作業の目的 A: 下にある特権アカウントについての文章を、全文そのまま書き出してください。

提示された文章:
▼▼▼

特権アカウントは、管理者アカウント・特権IDなどと呼ばれますが、OSやデータベースによっても次のように呼び方が異なります。
- Windowsの場合:Administrator(または管理者)
- Linux / Unixの場合:root
- Oracleの場合:sys
- SQL Serverの場合:sa
特権アカウントでできること
特権アカウントは、システムに非常に大きな影響を与えるアカウントです。例えば、システムの停止や起動・パラメータの設定変更・ユーザーの更新(新規作成・変更)・アプリケーションのインストールなどが行えます。このため、特権アカウントの使用が許可されるのは、通常、システム管理者のみです。
一方、標準アカウントには、このようなシステムに大きな影響を及ぼす処理を行う権限は付与されません。システム上のあらゆる処理・作業が可能な高い権限が与えられているのが特権アカウントです。
特権アカウントのセキュリティリスク
特権アカウントの管理を誤ると、情報漏洩などの大きな事故を引き起こす可能性があります。
情報漏洩リスク
特権アカウントを利用すれば企業内のあらゆるリソースにアクセスできるため、顧客情報や機密情報を容易に取得できます。また、特権アカウントで機密情報を盗み取ったあとにシステムのログを改ざんして、情報を持ち出した痕跡を消すことも可能です。

▲▲▲

データセット内のエントリ:
▼▼▼

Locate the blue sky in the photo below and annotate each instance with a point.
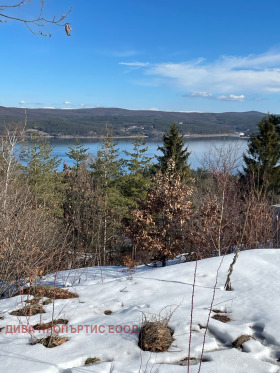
(180, 55)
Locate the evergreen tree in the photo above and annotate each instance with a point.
(78, 153)
(40, 169)
(107, 165)
(261, 162)
(138, 162)
(174, 148)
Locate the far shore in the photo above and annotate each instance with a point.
(190, 136)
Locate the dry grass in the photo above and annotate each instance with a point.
(29, 310)
(52, 341)
(92, 360)
(222, 318)
(240, 340)
(50, 292)
(50, 324)
(155, 336)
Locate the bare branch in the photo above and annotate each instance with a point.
(34, 23)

▲▲▲

作業の目的 B: 上のエントリから「each」という語を含む行をすべて集め、そのまま書き写してください。

完全な回答 A:
特権アカウントは、管理者アカウント・特権IDなどと呼ばれますが、OSやデータベースによっても次のように呼び方が異なります。
- Windowsの場合:Administrator(または管理者)
- Linux / Unixの場合:root
- Oracleの場合:sys
- SQL Serverの場合:sa
特権アカウントでできること
特権アカウントは、システムに非常に大きな影響を与えるアカウントです。例えば、システムの停止や起動・パラメータの設定変更・ユーザーの更新(新規作成・変更)・アプリケーションのインストールなどが行えます。このため、特権アカウントの使用が許可されるのは、通常、システム管理者のみです。
一方、標準アカウントには、このようなシステムに大きな影響を及ぼす処理を行う権限は付与されません。システム上のあらゆる処理・作業が可能な高い権限が与えられているのが特権アカウントです。
特権アカウントのセキュリティリスク
特権アカウントの管理を誤ると、情報漏洩などの大きな事故を引き起こす可能性があります。
情報漏洩リスク
特権アカウントを利用すれば企業内のあらゆるリソースにアクセスできるため、顧客情報や機密情報を容易に取得できます。また、特権アカウントで機密情報を盗み取ったあとにシステムのログを改ざんして、情報を持ち出した痕跡を消すことも可能です。

完全な回答 B:
Locate the blue sky in the photo below and annotate each instance with a point.
Locate the evergreen tree in the photo above and annotate each instance with a point.
Locate the far shore in the photo above and annotate each instance with a point.
Locate the dry grass in the photo above and annotate each instance with a point.
Locate the bare branch in the photo above and annotate each instance with a point.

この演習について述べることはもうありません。